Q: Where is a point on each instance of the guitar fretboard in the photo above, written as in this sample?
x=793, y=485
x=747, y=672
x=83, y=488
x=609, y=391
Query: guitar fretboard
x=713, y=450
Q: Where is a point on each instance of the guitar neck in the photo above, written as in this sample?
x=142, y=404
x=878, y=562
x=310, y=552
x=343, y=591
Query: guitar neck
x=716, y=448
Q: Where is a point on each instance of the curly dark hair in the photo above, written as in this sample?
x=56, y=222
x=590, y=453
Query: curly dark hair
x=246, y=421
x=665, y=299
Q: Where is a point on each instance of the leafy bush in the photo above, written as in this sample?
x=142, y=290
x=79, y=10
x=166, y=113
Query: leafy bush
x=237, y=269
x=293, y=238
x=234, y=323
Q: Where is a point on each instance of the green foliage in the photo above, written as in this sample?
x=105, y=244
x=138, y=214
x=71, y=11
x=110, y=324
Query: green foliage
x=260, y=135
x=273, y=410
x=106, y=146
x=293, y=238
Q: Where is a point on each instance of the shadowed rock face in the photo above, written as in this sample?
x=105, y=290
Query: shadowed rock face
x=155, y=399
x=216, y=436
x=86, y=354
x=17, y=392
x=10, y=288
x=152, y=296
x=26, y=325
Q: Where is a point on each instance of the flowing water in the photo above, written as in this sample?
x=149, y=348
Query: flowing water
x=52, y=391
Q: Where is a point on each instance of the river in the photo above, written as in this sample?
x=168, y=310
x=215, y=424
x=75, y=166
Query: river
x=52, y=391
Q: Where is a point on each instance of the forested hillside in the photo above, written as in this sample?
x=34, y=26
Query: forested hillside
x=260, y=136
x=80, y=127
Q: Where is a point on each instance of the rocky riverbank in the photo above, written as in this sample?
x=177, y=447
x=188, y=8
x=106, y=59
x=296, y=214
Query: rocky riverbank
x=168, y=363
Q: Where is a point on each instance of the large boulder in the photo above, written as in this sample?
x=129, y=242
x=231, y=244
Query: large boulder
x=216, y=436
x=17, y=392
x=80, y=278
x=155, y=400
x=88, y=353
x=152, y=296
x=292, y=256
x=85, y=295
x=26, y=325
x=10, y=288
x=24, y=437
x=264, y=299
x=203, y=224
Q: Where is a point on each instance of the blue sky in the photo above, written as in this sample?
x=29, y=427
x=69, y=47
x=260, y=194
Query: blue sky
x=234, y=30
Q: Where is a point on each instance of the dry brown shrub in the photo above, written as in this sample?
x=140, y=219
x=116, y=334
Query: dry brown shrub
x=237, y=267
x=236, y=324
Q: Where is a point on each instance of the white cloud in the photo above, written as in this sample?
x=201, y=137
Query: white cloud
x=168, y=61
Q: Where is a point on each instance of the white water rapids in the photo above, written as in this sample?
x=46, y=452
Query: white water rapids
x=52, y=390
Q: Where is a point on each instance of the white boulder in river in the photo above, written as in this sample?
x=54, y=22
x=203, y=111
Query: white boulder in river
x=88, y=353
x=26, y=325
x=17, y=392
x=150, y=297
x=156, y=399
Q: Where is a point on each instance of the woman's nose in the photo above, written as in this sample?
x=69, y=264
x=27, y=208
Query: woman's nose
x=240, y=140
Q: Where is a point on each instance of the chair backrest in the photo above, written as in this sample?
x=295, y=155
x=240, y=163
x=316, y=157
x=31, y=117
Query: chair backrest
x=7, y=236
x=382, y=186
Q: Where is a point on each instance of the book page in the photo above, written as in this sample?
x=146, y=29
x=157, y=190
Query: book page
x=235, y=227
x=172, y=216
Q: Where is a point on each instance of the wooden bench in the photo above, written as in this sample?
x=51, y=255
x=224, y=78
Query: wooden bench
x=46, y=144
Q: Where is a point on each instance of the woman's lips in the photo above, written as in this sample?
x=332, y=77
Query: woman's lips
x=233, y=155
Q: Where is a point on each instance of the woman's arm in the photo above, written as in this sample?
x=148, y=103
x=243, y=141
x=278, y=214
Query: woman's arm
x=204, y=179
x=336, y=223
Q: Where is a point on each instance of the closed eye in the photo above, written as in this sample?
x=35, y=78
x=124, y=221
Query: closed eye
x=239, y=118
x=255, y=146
════════════════
Starting at the line of the records that contains "the woman's lips" and ending after the last line of the records, write out every line again, requests included. Scale each answer coordinate by 1.05 and round to a whole number, with halves rounded up, and leave the sample coordinates in the requests unchanged.

Q: Where is a point on each instance of the woman's lips in the photo above, written as in this sample?
x=332, y=77
Query: woman's lips
x=245, y=163
Q: Where is a point on each instance of the woman's arm in the photo above, written as in this sample?
x=148, y=103
x=243, y=141
x=278, y=214
Query: woman's arm
x=214, y=188
x=353, y=234
Q: Where is a point on each instance of the closed eye in the photo above, written as in this sample?
x=35, y=78
x=124, y=221
Query: closed eye
x=251, y=124
x=268, y=153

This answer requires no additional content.